YOUR TASK: Please set down the whole listing again, precisely.

THE RECORDS START

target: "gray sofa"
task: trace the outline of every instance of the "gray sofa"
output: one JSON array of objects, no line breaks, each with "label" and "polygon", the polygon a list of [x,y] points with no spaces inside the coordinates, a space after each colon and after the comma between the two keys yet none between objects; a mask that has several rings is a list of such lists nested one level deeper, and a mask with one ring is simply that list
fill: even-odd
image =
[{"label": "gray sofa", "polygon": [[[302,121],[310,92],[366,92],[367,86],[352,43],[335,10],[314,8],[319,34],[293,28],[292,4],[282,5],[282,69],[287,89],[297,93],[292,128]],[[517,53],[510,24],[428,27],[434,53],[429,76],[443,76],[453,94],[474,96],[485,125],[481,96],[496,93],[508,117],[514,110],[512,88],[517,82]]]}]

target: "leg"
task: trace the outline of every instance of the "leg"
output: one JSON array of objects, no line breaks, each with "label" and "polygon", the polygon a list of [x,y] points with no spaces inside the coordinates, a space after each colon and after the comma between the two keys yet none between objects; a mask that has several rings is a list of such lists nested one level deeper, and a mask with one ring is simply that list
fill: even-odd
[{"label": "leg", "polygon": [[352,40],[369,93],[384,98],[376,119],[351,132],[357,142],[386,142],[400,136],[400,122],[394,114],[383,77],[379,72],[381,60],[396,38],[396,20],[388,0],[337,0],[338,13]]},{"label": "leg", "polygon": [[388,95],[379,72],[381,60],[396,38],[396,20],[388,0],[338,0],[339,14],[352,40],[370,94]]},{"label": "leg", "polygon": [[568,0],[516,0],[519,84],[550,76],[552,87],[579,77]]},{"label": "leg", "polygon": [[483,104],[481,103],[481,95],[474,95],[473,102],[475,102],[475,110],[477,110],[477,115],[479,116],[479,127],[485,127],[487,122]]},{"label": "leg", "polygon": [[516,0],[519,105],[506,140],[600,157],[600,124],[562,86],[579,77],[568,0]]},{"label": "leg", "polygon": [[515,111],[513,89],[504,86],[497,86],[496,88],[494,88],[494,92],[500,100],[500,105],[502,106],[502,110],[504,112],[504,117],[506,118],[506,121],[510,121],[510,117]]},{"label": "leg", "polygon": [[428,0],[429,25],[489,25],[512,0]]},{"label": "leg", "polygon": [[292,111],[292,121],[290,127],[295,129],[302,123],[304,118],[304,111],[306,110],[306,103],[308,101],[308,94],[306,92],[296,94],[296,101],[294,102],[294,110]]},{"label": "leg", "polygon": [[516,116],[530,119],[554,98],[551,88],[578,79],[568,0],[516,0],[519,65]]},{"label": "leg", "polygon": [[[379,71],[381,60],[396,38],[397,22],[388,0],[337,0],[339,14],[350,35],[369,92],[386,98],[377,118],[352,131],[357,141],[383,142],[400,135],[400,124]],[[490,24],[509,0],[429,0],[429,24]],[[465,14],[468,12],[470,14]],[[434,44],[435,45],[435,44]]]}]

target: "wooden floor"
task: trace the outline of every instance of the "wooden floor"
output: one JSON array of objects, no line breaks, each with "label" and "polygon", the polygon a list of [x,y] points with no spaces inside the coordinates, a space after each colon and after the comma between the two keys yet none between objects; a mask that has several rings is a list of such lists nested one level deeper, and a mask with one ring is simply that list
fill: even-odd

THE RECORDS END

SOLUTION:
target: "gray sofa"
task: trace the outline of every instance of the "gray sofa"
output: one JSON array of objects, no line breaks, each with "label" and "polygon", the polygon a list of [x,y] points with no spaces inside the coordinates, a space after each colon and after the comma between the two keys yet none between objects; a mask that has several rings is a list of such lists nested one level deeper, and a mask with one ring is simply that list
fill: even-odd
image =
[{"label": "gray sofa", "polygon": [[[302,121],[310,92],[366,92],[367,86],[352,43],[335,10],[314,8],[319,34],[293,28],[292,4],[282,5],[282,69],[287,89],[297,93],[292,128]],[[517,53],[510,24],[428,27],[434,53],[429,76],[443,76],[453,94],[474,96],[485,125],[481,96],[496,93],[508,117],[514,110],[512,88],[517,82]]]}]

target: "leg"
task: trace the outline of every instance of the "leg"
output: one JSON array of objects, no line breaks, each with "label" and "polygon", the polygon a list of [x,y] points with no spaces inside the coordinates, a space after each colon and after the comma between the two keys yet none between objects; a mask that has several rings is a list of such lists nested one level deeper, and a mask with one ring is simply that list
fill: even-odd
[{"label": "leg", "polygon": [[352,40],[369,93],[384,98],[376,119],[351,132],[357,142],[386,142],[400,136],[400,122],[394,114],[383,77],[379,72],[381,60],[396,38],[396,20],[388,0],[337,0],[338,13]]},{"label": "leg", "polygon": [[388,95],[379,72],[381,60],[396,38],[396,20],[388,0],[338,0],[339,14],[352,40],[370,94]]},{"label": "leg", "polygon": [[568,0],[516,0],[519,84],[550,76],[552,87],[579,77]]},{"label": "leg", "polygon": [[483,104],[481,103],[481,95],[474,95],[473,102],[475,102],[475,110],[477,110],[477,115],[479,116],[479,127],[485,127],[487,122]]},{"label": "leg", "polygon": [[516,0],[519,105],[506,140],[600,157],[600,124],[562,86],[579,77],[568,0]]},{"label": "leg", "polygon": [[515,111],[513,89],[504,86],[497,86],[496,88],[494,88],[494,92],[500,100],[500,105],[502,106],[502,110],[504,112],[504,117],[506,118],[506,121],[510,121],[510,117]]},{"label": "leg", "polygon": [[428,0],[429,25],[489,25],[512,0]]},{"label": "leg", "polygon": [[292,111],[292,121],[290,127],[295,129],[302,123],[304,118],[304,111],[306,110],[306,103],[308,101],[308,94],[306,92],[296,94],[296,101],[294,102],[294,110]]},{"label": "leg", "polygon": [[516,116],[530,119],[554,98],[551,88],[578,79],[568,0],[516,0],[519,65]]},{"label": "leg", "polygon": [[[379,71],[381,60],[396,38],[397,22],[388,0],[337,0],[339,14],[350,35],[369,92],[386,98],[377,118],[352,131],[357,141],[383,142],[400,135],[400,124]],[[490,24],[509,0],[429,0],[429,24]],[[465,14],[468,12],[470,14]],[[434,44],[435,45],[435,44]]]}]

target: "wooden floor"
task: trace the outline of every instance of the "wooden floor"
output: one JSON array of objects, no line breaks, each with "label" and "polygon", the polygon a list of [x,y] points with no spaces inside the coordinates, a space after each colon and after the comma between the two keys yet none between objects; a mask that has several rings is a list of such lists nested one level deeper, and a mask with one ring is simply that list
fill: even-odd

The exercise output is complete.